[Start Excerpted passage]

Seagrass are a highly productive blue carbon ecosystem that comes in the form of meadows of grass in shallow, salty and brackish waters in many parts of the world, from the tropics to the Arctic Circle. Seagrasses belong to a group of plants known as monocotyledons, which include lilies, grasses, and palms; like their relatives, seagrasses have roots, leaves, and veins, and produce seeds and flowers. Now if you weren’t already amazed, here is the even more amazing part: they evolved around 100 million years ago and today, we know of approximately 72 different seagrass species belonging to four major groups. They’ve been on our planet for 100 million years and we only know of 72 species! Thus, seagrass ecosystems are clearly understudied. Seagrass can form dense underwater meadows, many of which are large enough to be seen from space. Despite being one of the most productive ecosystems in the world, seagrasses receive minimal attention.

Seagrasses have been acknowledged as one of the most productive blue carbon ecosystems, and are in significant decline across most of the globe. One of the first steps towards conservation is to map and monitor extant seagrass meadows, and although several methods are currently being used, mapping from satellite imagery via machine learning is still an uncommon approach, despite successful use in other comparable applications.

Therefore, Dr. Ha and team aimed to develop a novel approach for seagrass monitoring, using state-of-the-art machine learning, along with data from Sentinel-2 imagery. Sentinel-2 is a constellation of two identical satellites in the same orbit, imaging land and coastal areas at high spatial resolutions. They used Tauranga Harbor in New Zealand as a validation site, where they already had extensive ground-truthing data to compare their methods against, and developed ensemble machine learning methods including random forest (RF), rotation forests (RoF), and canonical correlation forests (CCF) with the more traditional maximum likelihood classifier (MLC) technique. Using a group of validation metrics, their results indicated that their machine learning techniques outperformed the MLC, and RoF was the best performer. Now, you have probably lost me at this point: so, let’s break these terms apart to understand what Dr. Ha really did.

Canonical Corre-what?

In recent years, machine learning (ML) has emerged as a novel approach for seagrass mapping and monitoring. Machine learning has the benefits of rapid learning, accommodation of non-linearity, and the availability of an increasing number of new, open source algorithms. In the field of seagrass mapping and monitoring, however, the application of machine learning is still in its infancy. Examples used to date include weighted majority voting including logistic model trees (LMT), AdaBoost, random forest (RF), and artificial neural networks (ANN) using digital images; and decision trees (DTs) using aerial photographs. In these examples, when used with high spatial resolution images (<1 m), machine learning models achieved an accuracy of 92-100 percent. Decision tree models using aerial photographs, however, achieved a lower accuracy of 66 percent for seagrass meadows when the plant cover was below 60 percent. In other words, all of the statistical and machine learning applications used until now have included mixed results, but they support the exploration of new machine learning approaches, particularly for improving low coverage seagrass mapping.

[End Excerpted passage]

- _Exercises_:
a: Repeat the part of the passage on seagrass mapping that opens with the words "Seagrasses have been" and closes with "other comparable applications.".
b: Scale the marker coordinates in the answers by 2.25, rounding to whole numbers with halves going up, across the part of the records that opens with the line containing "The service SHOULD locate every instance of the rapid" and closes with the line containing "[[619, 729]]". Output every line of that part, requests included, and nothing else.
The records that follow are unrelated to the passage on seagrass mapping.

[Start Given data]

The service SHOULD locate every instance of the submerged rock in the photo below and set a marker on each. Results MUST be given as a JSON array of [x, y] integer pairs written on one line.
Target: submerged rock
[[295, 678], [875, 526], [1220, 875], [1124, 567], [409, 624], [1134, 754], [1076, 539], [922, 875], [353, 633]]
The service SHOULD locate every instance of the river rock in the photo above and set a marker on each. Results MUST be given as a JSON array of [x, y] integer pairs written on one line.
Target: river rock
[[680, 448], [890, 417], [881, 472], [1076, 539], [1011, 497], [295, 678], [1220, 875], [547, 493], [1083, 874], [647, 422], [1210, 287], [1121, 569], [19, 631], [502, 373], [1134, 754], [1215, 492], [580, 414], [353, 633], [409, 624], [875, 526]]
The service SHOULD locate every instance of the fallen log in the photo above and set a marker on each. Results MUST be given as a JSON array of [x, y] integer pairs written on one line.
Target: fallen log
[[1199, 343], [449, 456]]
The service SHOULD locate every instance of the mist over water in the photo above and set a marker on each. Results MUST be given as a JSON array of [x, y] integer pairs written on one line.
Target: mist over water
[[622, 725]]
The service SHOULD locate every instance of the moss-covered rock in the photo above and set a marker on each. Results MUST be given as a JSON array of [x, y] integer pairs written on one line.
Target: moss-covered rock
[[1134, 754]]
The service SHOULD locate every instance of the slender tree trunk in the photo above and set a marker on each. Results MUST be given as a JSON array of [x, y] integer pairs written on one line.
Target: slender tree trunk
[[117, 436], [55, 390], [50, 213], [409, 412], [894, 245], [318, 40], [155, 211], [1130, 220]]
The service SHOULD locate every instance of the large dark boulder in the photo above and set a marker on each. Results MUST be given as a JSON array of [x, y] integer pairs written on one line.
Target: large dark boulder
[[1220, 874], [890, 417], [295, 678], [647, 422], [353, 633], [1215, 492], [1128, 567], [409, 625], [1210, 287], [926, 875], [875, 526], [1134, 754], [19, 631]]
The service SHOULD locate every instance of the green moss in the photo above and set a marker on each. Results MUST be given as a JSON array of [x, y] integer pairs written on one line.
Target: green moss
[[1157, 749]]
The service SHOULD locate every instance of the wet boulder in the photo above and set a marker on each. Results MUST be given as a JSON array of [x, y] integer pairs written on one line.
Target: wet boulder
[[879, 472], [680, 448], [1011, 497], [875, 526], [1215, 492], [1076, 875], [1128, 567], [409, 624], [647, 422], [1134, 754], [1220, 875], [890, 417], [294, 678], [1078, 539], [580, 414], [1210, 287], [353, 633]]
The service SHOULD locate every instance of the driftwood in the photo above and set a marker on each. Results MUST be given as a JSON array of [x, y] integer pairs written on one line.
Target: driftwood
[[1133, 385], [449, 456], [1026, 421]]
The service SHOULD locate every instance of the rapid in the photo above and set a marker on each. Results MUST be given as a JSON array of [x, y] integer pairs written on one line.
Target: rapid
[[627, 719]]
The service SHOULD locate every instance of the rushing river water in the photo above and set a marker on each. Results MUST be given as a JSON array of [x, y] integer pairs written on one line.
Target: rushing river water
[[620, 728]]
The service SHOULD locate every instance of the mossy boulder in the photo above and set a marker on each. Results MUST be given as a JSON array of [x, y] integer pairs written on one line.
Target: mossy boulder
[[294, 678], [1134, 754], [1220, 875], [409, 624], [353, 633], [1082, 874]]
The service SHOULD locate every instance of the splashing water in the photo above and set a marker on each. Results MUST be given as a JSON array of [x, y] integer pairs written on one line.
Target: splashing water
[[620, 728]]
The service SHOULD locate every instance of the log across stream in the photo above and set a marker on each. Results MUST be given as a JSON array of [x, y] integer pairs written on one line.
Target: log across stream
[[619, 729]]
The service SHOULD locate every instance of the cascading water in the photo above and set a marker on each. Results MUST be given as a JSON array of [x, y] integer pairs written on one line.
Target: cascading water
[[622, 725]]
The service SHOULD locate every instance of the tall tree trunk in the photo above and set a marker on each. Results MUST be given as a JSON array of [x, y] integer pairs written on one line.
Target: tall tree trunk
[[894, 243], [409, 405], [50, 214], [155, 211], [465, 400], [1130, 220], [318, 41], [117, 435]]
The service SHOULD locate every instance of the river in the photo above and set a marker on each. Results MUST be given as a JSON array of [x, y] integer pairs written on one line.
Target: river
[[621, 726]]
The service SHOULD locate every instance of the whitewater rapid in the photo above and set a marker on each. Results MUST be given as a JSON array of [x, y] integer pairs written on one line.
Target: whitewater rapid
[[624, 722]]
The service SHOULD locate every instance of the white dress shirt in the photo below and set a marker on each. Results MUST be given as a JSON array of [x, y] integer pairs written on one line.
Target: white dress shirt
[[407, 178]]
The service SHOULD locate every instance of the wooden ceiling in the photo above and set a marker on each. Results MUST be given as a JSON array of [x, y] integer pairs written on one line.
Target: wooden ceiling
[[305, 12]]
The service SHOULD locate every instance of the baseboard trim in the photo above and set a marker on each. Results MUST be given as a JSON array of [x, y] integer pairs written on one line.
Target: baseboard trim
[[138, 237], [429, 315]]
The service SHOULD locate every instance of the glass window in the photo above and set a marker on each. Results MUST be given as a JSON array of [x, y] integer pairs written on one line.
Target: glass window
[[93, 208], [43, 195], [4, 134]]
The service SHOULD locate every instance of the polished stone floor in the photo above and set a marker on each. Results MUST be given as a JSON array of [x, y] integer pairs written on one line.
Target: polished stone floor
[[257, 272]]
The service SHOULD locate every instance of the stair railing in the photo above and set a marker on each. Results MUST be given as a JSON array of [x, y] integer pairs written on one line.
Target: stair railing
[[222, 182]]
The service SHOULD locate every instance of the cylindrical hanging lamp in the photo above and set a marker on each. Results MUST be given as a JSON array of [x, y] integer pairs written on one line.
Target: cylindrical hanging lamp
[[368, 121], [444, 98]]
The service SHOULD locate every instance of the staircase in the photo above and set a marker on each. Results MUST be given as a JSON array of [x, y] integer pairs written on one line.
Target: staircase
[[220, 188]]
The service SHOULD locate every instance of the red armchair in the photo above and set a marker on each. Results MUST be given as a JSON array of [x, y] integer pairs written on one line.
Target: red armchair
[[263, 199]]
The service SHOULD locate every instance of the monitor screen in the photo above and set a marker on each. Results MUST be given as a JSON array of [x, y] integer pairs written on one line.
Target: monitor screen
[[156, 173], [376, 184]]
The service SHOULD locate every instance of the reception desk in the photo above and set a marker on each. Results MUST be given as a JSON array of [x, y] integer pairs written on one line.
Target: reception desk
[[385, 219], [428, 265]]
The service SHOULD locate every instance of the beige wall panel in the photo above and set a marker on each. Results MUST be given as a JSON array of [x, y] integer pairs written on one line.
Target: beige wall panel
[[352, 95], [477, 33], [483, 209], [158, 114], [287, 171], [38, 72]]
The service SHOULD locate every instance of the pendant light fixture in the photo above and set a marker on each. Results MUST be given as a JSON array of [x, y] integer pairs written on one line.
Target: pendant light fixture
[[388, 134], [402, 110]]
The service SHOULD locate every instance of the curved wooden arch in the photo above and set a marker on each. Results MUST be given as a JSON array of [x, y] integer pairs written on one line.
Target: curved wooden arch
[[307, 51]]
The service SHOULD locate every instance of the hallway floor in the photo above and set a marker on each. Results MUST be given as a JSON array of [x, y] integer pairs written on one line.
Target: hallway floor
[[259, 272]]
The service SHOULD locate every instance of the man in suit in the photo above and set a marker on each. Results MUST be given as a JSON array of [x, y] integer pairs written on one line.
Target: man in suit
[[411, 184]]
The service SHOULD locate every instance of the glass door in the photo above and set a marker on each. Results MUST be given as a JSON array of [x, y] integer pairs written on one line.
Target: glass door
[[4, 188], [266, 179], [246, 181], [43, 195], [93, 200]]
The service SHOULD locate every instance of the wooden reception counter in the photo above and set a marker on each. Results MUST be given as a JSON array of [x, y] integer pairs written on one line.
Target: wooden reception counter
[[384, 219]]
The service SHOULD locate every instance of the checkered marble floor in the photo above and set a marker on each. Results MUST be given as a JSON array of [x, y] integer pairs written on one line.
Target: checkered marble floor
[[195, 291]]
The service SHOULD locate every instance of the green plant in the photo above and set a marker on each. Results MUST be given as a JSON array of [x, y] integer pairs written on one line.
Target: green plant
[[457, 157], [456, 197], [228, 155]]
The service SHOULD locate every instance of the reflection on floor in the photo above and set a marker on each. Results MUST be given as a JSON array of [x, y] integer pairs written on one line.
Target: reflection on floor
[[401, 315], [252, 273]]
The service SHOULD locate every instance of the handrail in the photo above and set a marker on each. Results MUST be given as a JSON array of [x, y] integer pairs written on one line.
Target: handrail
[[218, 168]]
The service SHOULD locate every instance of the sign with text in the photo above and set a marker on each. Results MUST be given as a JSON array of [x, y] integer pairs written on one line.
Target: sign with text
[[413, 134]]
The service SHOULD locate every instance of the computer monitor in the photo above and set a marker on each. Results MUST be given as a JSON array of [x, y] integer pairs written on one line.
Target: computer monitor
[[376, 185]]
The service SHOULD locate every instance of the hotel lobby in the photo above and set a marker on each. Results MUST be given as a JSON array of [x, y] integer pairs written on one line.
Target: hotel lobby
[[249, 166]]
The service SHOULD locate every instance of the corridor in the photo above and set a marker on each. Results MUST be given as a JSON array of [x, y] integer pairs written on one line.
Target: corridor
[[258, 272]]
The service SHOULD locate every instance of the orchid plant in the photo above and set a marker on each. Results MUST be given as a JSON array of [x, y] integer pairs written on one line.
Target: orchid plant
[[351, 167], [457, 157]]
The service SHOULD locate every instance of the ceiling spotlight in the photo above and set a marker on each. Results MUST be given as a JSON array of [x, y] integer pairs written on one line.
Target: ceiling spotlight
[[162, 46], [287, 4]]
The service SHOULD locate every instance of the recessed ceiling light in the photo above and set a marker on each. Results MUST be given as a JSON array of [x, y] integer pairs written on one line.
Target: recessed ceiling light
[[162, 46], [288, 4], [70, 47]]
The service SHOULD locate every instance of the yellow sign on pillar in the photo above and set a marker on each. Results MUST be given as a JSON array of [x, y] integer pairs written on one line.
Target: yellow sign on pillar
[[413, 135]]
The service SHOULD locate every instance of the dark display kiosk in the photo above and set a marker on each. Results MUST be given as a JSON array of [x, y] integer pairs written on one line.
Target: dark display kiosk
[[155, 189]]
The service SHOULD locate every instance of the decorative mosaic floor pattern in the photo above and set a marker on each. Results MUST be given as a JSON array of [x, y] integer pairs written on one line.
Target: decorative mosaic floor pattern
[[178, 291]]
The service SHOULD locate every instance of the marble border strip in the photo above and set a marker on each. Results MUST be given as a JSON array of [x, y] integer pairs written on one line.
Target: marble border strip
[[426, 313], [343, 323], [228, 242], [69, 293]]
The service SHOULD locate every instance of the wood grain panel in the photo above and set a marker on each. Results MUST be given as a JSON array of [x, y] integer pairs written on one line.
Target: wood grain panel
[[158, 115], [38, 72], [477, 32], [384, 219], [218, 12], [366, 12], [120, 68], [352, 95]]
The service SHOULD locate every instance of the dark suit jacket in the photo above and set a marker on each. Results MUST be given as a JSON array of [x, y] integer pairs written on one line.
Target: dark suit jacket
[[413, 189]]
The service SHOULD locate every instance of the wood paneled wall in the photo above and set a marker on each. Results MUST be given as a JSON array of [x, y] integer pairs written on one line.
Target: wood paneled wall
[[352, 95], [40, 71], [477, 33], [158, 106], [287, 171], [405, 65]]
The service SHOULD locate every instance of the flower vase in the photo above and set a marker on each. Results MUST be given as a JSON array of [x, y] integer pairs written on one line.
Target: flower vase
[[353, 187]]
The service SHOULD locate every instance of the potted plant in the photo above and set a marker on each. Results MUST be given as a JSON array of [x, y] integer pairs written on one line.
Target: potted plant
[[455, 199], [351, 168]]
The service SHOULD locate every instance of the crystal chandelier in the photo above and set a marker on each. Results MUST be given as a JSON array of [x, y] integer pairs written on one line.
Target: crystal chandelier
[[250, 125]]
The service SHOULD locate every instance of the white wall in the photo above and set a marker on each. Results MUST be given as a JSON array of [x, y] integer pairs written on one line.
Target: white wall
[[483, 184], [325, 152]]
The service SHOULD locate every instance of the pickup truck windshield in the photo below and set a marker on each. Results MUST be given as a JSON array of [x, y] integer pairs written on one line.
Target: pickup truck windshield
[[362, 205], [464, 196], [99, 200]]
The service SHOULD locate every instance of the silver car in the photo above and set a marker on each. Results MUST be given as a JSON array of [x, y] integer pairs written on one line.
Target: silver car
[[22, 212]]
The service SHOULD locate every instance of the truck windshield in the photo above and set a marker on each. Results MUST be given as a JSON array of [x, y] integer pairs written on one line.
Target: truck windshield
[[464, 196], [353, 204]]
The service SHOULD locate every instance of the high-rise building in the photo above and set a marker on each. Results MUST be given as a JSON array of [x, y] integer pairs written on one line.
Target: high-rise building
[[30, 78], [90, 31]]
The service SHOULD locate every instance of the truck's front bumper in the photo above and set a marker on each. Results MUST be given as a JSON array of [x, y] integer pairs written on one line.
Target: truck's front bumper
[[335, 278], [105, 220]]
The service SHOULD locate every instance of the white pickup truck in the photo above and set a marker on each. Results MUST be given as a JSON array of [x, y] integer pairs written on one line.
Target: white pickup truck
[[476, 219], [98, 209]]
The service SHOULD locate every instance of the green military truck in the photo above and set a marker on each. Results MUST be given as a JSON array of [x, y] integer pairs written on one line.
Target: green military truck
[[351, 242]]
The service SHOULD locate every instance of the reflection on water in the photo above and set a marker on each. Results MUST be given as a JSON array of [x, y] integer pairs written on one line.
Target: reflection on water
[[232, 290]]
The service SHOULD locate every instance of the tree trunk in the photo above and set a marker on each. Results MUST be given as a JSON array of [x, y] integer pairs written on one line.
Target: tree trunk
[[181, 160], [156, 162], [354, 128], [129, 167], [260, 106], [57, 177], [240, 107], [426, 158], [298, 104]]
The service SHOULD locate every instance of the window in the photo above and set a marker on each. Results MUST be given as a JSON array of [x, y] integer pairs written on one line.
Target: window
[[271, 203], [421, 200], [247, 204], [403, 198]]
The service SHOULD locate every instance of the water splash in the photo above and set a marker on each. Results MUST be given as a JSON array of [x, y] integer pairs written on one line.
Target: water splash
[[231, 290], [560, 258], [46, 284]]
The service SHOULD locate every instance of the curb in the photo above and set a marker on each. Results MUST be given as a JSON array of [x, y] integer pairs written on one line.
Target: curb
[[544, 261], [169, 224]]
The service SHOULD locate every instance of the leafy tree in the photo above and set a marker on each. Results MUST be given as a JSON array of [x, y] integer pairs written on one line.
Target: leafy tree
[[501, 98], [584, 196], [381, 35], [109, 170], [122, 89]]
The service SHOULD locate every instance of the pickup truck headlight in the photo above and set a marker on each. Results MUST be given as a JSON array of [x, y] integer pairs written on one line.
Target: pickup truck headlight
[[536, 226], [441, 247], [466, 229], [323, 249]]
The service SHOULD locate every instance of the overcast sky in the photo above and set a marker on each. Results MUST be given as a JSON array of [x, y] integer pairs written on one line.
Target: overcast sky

[End Given data]

- _Responses in order_:
a:
Seagrasses have been acknowledged as one of the most productive blue carbon ecosystems, and are in significant decline across most of the globe. One of the first steps towards conservation is to map and monitor extant seagrass meadows, and although several methods are currently being used, mapping from satellite imagery via machine learning is still an uncommon approach, despite successful use in other comparable applications.

b:
The service SHOULD locate every instance of the rapid in the photo above and set a marker on each. Results MUST be given as a JSON array of [x, y] integer pairs written on one line.
Target: rapid
[[1411, 1618]]
The service SHOULD locate every instance of the rushing river water in the photo above and set a marker on each. Results MUST be given as a JSON array of [x, y] integer pairs written on one line.
Target: rushing river water
[[1395, 1638]]
The service SHOULD locate every instance of the mossy boulder in the photo above and set a marker on each. Results MUST be given as a JSON array of [x, y] integer pairs written on one line.
Target: mossy boulder
[[662, 1526], [2552, 1697], [2745, 1969], [920, 1404], [794, 1424], [2435, 1967]]
The service SHOULD locate every instance of the splashing water in the photo above and set a marker on each. Results MUST be given as a JSON array of [x, y] integer pairs written on one line.
Target: splashing water
[[1395, 1638]]
The service SHOULD locate every instance of the log across stream in the photo above and set a marker on each. Results MUST be given as a JSON array of [x, y] integer pairs written on one line.
Target: log across stream
[[1393, 1640]]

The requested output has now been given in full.